## Texte fourni
• • • • • • •

5. Par une délibération du conseil municipal du 4 janvier 2019, la commune de Prunelli-Di-Fiumorbo a instauré ce dispositif au profit de ses agents. L'article 1er de cette délibération prévoit que l'aide est instituée notamment pour le motif suivant : " 2/ Départ définitif de la FPT pour créer ou reprendre une entreprise : le démissionnaire devra justifier de la réalité du projet de création d'entreprise par tout moyen approprié ". Son article 5 prévoit que l'agent doit fournir un extrait Kbis. La fourniture de ce document vise nécessairement à vérifier la réalité de la création ou de la reprise d'entreprise.
6. En l'espèce, l'arrêté du 11 janvier 2019 alloue à M. A... le bénéfice d'une indemnité de départ volontaire en précisant, conformément à cette délibération, que son versement sera effectué après présentation d'un extrait Kbis. Or, il ressort des pièces du dossier que M. A... n'a nullement créé ou repris une entreprise postérieurement à cet arrêté, ni même postérieurement à la présentation de sa démission le 15 juin 2018, dès lors que le Kbis qu'il a produit pour obtenir le versement de l'aide concerne une entreprise qu'il a constituée bien antérieurement, avec deux autres associés, le 18 janvier 2013.
7. La commune de Prunelli-Di-Fiumorbo, qui fait valoir dans son mémoire en défense que, eu égard à cette situation, M. A... ne remplissait pas les conditions pour bénéficier de l'indemnité de départ volontaire, doit être regardée comme sollicitant que ce motif soit substitué à ceux initialement opposés dans la décision de refus de versement du 3 mars 2021. Sans qu'il soit besoin d'examiner leur légalité ou l'existence d'une fraude, il y a lieu de procéder à une telle substitution dès lors que le maire aurait pris la même décision s'il s'était fondé sur ce motif et qu'elle ne prive M. A... d'aucune garantie.

• • • • • • •

## Extrait source

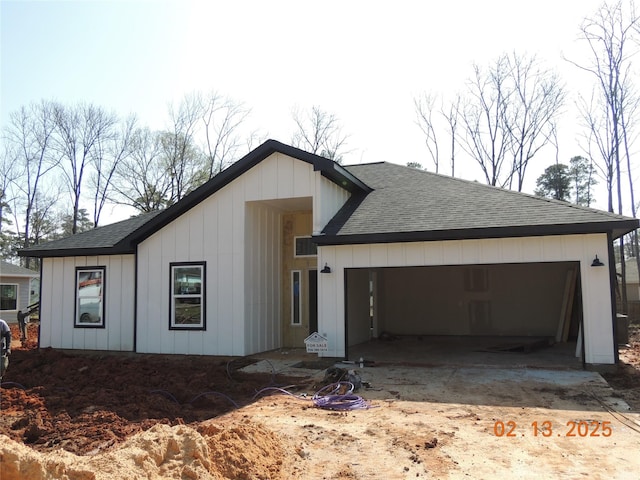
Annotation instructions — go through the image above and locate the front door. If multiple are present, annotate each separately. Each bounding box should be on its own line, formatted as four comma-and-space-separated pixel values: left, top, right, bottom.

• • • • • • •

## Consignes de l'exercice
A – Recopiez dans le texte sur l'indemnité de départ volontaire le passage qui commence par les mots « 6. En l'espèce, l'arrêté » et se termine par « 18 janvier 2013. ».
B – Résumez en trois phrases le texte sur l'indemnité de départ volontaire.
C – Relevez toutes les dates précises citées dans le texte sur l'indemnité de départ volontaire.

## Réponses attendues
A –
6. En l'espèce, l'arrêté du 11 janvier 2019 alloue à M. A... le bénéfice d'une indemnité de départ volontaire en précisant, conformément à cette délibération, que son versement sera effectué après présentation d'un extrait Kbis. Or, il ressort des pièces du dossier que M. A... n'a nullement créé ou repris une entreprise postérieurement à cet arrêté, ni même postérieurement à la présentation de sa démission le 15 juin 2018, dès lors que le Kbis qu'il a produit pour obtenir le versement de l'aide concerne une entreprise qu'il a constituée bien antérieurement, avec deux autres associés, le 18 janvier 2013.

B – Par une délibération du 4 janvier 2019, la commune de Prunelli-Di-Fiumorbo a instauré une indemnité de départ volontaire, notamment pour les agents qui quittent définitivement la FPT afin de créer ou reprendre une entreprise, et elle exige pour cela un extrait Kbis. M. A..., qui a obtenu cette indemnité par un arrêté du 11 janvier 2019, n'a créé ni repris aucune entreprise après cet arrêté ou après sa démission, car son Kbis concerne une entreprise constituée le 18 janvier 2013. La commune demande que ce motif remplace ceux de son refus de versement du 3 mars 2021, et cette substitution est admise parce que le maire aurait pris la même décision et qu'elle ne prive M. A... d'aucune garantie.

C –
- 4 janvier 2019
- 11 janvier 2019
- 15 juin 2018
- 18 janvier 2013
- 3 mars 2021